▶ _TASK PROMPT_: Make the rows below into a numbered list, one line per number, and drop any blank lines.

[Saved entries]
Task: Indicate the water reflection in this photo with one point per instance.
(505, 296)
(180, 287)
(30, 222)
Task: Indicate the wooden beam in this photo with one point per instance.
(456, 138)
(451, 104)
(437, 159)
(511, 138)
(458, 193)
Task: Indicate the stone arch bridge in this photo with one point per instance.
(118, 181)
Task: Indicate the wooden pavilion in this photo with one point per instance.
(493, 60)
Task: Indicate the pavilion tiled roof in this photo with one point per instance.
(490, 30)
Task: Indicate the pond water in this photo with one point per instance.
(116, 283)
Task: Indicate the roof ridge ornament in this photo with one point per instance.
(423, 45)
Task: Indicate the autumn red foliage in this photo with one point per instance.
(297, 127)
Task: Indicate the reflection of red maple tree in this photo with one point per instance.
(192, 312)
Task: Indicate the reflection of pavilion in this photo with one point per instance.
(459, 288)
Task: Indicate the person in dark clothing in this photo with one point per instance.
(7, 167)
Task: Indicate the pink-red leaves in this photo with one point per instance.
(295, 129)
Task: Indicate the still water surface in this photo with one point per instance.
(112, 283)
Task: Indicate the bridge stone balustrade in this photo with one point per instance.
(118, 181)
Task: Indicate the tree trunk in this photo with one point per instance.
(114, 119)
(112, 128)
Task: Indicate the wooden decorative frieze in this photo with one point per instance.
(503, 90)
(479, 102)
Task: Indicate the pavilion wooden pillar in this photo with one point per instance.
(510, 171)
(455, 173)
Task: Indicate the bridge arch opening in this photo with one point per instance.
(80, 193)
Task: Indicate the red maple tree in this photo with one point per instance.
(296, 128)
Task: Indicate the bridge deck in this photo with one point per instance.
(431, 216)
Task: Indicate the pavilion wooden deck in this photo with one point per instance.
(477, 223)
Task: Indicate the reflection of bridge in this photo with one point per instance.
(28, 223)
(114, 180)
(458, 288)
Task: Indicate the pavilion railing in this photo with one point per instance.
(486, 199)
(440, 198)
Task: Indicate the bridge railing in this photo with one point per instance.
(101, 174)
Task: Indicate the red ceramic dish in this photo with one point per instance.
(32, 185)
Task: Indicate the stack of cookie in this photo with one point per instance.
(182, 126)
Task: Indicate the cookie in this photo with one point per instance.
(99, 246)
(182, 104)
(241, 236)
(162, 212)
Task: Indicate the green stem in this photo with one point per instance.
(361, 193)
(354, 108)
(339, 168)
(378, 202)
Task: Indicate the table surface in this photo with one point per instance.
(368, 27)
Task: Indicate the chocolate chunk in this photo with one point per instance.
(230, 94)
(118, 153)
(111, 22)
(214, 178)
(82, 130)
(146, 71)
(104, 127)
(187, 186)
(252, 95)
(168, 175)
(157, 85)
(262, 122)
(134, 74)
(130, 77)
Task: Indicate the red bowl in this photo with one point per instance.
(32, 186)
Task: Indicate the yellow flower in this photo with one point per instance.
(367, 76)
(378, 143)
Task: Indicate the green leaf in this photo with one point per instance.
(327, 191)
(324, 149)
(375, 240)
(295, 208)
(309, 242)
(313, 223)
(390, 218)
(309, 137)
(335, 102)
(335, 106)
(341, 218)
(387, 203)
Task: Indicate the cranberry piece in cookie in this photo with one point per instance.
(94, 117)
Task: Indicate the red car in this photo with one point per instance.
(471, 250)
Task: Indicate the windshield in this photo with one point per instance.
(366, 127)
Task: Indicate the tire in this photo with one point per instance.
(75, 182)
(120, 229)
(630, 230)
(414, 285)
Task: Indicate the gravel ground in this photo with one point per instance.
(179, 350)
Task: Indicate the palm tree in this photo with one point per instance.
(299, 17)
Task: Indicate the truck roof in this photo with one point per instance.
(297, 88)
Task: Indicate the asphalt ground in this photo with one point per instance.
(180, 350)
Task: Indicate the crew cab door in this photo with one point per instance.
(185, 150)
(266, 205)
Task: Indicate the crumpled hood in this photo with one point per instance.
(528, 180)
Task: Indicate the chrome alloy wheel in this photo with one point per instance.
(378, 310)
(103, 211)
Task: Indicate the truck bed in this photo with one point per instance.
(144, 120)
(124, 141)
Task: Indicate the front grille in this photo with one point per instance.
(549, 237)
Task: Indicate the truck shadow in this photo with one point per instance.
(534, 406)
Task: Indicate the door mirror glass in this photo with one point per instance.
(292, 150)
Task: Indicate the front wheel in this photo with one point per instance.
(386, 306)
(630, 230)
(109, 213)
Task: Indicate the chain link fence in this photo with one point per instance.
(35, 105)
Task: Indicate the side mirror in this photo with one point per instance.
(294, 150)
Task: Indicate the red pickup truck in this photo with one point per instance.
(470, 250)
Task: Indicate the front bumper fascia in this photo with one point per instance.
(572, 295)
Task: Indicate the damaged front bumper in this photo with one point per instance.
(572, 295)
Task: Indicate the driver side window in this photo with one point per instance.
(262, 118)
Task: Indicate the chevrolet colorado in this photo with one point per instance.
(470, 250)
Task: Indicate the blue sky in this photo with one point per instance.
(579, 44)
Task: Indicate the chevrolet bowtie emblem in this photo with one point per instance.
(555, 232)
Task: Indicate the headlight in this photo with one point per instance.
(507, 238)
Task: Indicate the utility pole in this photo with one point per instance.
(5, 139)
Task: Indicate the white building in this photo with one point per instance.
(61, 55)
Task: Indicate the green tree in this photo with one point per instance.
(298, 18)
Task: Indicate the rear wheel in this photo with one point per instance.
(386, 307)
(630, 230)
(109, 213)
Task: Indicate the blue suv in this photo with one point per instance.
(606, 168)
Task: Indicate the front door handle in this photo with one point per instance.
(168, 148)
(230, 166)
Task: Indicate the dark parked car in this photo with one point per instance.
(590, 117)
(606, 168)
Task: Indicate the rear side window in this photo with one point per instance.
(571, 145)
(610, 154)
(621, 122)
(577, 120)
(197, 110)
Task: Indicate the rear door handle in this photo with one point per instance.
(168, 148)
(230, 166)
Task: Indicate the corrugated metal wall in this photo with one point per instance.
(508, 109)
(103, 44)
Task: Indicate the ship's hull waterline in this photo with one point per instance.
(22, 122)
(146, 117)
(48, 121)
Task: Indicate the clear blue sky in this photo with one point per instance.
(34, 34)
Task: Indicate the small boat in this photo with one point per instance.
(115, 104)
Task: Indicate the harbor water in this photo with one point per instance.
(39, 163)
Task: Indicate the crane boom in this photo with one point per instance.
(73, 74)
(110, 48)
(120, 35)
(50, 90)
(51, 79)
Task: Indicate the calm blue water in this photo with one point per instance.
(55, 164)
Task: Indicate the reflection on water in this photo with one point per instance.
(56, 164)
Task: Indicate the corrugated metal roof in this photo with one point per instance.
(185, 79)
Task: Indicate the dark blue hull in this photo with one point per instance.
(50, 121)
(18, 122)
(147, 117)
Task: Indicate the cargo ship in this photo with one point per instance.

▶ _WRITTEN SOLUTION_:
1. Task: Indicate the water reflection in this photo with one point per instance.
2. (505, 296)
3. (180, 287)
4. (30, 222)
5. Task: Indicate the wooden beam in this photo with one point per instance.
6. (456, 138)
7. (451, 104)
8. (437, 159)
9. (511, 138)
10. (458, 193)
11. Task: Indicate the stone arch bridge in this photo with one point per instance.
12. (118, 181)
13. Task: Indicate the wooden pavilion in this photo with one point per instance.
14. (493, 60)
15. Task: Indicate the pavilion tiled roof in this photo with one point per instance.
16. (490, 30)
17. Task: Indicate the pond water in this photo with one point per instance.
18. (116, 283)
19. Task: Indicate the roof ridge ornament in this photo with one point per instance.
20. (423, 45)
21. Task: Indicate the autumn red foliage in this photo with one point per instance.
22. (297, 127)
23. Task: Indicate the reflection of red maple tree in this photo with one point per instance.
24. (192, 312)
25. Task: Indicate the reflection of pavilion in this photo with one point per instance.
26. (459, 288)
27. Task: Indicate the person in dark clothing in this photo with one point per instance.
28. (7, 167)
29. Task: Indicate the pink-red leaves in this photo with one point per instance.
30. (295, 129)
31. Task: Indicate the still water surface in this photo with one point per instance.
32. (112, 283)
33. Task: Indicate the bridge stone balustrade in this photo with one point per instance.
34. (118, 181)
35. Task: Indicate the tree trunk in this photo with one point per instance.
36. (114, 119)
37. (112, 128)
38. Task: Indicate the wooden decorative frieze in this photo with one point per instance.
39. (503, 90)
40. (479, 102)
41. Task: Indicate the pavilion wooden pillar in this photo with one point per instance.
42. (510, 171)
43. (455, 173)
44. Task: Indicate the bridge arch opening in this photo with one point per instance.
45. (80, 193)
46. Task: Indicate the red maple tree in this photo with one point per instance.
47. (296, 128)
48. Task: Indicate the bridge deck in this photo with one point per instance.
49. (431, 216)
50. Task: Indicate the pavilion wooden deck in this photo with one point per instance.
51. (477, 223)
52. Task: Indicate the reflection of bridge in this photo with one point per instance.
53. (28, 223)
54. (114, 180)
55. (458, 288)
56. Task: Indicate the pavilion railing in this photo with one point per instance.
57. (486, 199)
58. (440, 198)
59. Task: Indicate the bridge railing in this photo with one point per instance.
60. (101, 174)
61. Task: Indicate the red ceramic dish in this photo with one point per instance.
62. (32, 185)
63. Task: Indicate the stack of cookie in this photo with one point per instance.
64. (182, 126)
65. Task: Indicate the cookie in this photo with one point per instance.
66. (99, 246)
67. (182, 104)
68. (241, 236)
69. (162, 212)
70. Task: Indicate the green stem in this photo with one point per instance.
71. (361, 193)
72. (354, 108)
73. (339, 168)
74. (378, 202)
75. Task: Indicate the table surface in this photo with one point per instance.
76. (368, 27)
77. Task: Indicate the chocolate chunk in this photo with one point per instance.
78. (230, 94)
79. (118, 153)
80. (111, 22)
81. (214, 178)
82. (82, 130)
83. (146, 71)
84. (104, 127)
85. (187, 186)
86. (252, 95)
87. (168, 175)
88. (157, 85)
89. (262, 122)
90. (134, 74)
91. (130, 77)
92. Task: Indicate the red bowl in this photo with one point per instance.
93. (32, 186)
94. Task: Indicate the yellow flower in this photo with one point per instance.
95. (367, 76)
96. (378, 143)
97. Task: Indicate the green leaf in this photo with one point per instance.
98. (327, 191)
99. (324, 149)
100. (375, 240)
101. (295, 208)
102. (309, 242)
103. (313, 223)
104. (390, 218)
105. (309, 137)
106. (335, 102)
107. (335, 106)
108. (341, 218)
109. (387, 203)
110. Task: Indicate the cranberry piece in cookie in this photo with one point per instance.
111. (94, 117)
112. Task: Indicate the red car in this photo with one point per instance.
113. (471, 250)
114. Task: Indicate the windshield in this photo with one point per instance.
115. (366, 127)
116. Task: Indicate the tire in this photo with one point per instance.
117. (75, 182)
118. (120, 229)
119. (630, 230)
120. (414, 285)
121. Task: Indicate the gravel ground in this photo with one point per instance.
122. (179, 350)
123. Task: Indicate the palm tree in this photo with one point per instance.
124. (299, 17)
125. Task: Indicate the truck roof in this photo with one point per instance.
126. (297, 88)
127. Task: Indicate the asphalt ground in this photo with one point per instance.
128. (180, 350)
129. Task: Indicate the crew cab door in this photo with one point per instance.
130. (185, 150)
131. (266, 205)
132. Task: Indicate the crumpled hood in this photo with one point per instance.
133. (528, 180)
134. Task: Indicate the chrome alloy wheel in this photo with one point per instance.
135. (378, 310)
136. (103, 211)
137. Task: Indicate the truck bed in this photo with one point per instance.
138. (144, 120)
139. (124, 141)
140. Task: Indicate the front grille in this photo with one point per instance.
141. (549, 237)
142. Task: Indicate the truck shadow in this photo with one point per instance.
143. (534, 406)
144. Task: Indicate the door mirror glass in this photo with one point per instance.
145. (292, 150)
146. Task: Indicate the front wheel in this photo with one point per instance.
147. (386, 306)
148. (630, 230)
149. (109, 213)
150. Task: Indicate the chain link fence in this photo with one point per instance.
151. (35, 105)
152. Task: Indicate the side mirror in this photo with one point per instance.
153. (294, 150)
154. Task: Indicate the red pickup truck in this photo with one point per instance.
155. (470, 250)
156. Task: Indicate the front bumper fascia in this photo with one point per instance.
157. (572, 295)
158. Task: Indicate the damaged front bumper in this photo with one point per instance.
159. (572, 295)
160. Task: Indicate the driver side window in this photo with one point per instance.
161. (262, 118)
162. Task: Indicate the chevrolet colorado in this photo with one point per instance.
163. (470, 250)
164. Task: Indicate the blue sky in this photo with one point per instance.
165. (579, 44)
166. Task: Indicate the chevrolet bowtie emblem in this photo with one point per instance.
167. (555, 232)
168. Task: Indicate the headlight in this photo with one point per instance.
169. (507, 238)
170. Task: Indicate the utility pole in this photo with one point per instance.
171. (5, 139)
172. Task: Indicate the white building in this photo with one point per instance.
173. (61, 55)
174. Task: Indicate the green tree in this photo with one point per instance.
175. (298, 18)
176. Task: Indicate the rear wheel in this photo with one point per instance.
177. (386, 307)
178. (630, 230)
179. (109, 213)
180. Task: Indicate the blue suv in this photo with one point per instance.
181. (606, 168)
182. Task: Indicate the front door handle in this photo with one point per instance.
183. (168, 148)
184. (230, 166)
185. Task: Indicate the dark parked car in this photo with one point per instance.
186. (590, 117)
187. (606, 168)
188. Task: Indicate the rear side window in this photo with one point per instance.
189. (571, 145)
190. (610, 154)
191. (621, 122)
192. (577, 120)
193. (197, 110)
194. Task: Indicate the rear door handle in this photo with one point per instance.
195. (168, 148)
196. (230, 166)
197. Task: Indicate the corrugated metal wall in this photo with one point per instance.
198. (508, 109)
199. (103, 44)
200. Task: Indicate the ship's hull waterline in this photo with one point per instance.
201. (22, 122)
202. (146, 117)
203. (48, 121)
204. Task: Indicate the clear blue sky in this photo with one point per instance.
205. (34, 34)
206. Task: Indicate the small boat in this photo with one point per instance.
207. (115, 104)
208. Task: Indicate the harbor water in this photo with one point per instance.
209. (39, 163)
210. Task: Indicate the crane boom in this photo with one point per instance.
211. (73, 74)
212. (110, 48)
213. (120, 35)
214. (50, 90)
215. (51, 79)
216. Task: Indicate the calm blue water in this photo with one point per instance.
217. (55, 164)
218. Task: Indicate the reflection on water in this photo with one point per instance.
219. (56, 164)
220. Task: Indicate the corrugated metal roof in this photo with one point per instance.
221. (185, 79)
222. Task: Indicate the dark blue hull in this photo with one point per instance.
223. (50, 121)
224. (18, 122)
225. (147, 117)
226. Task: Indicate the cargo ship in this photo with one point per instance.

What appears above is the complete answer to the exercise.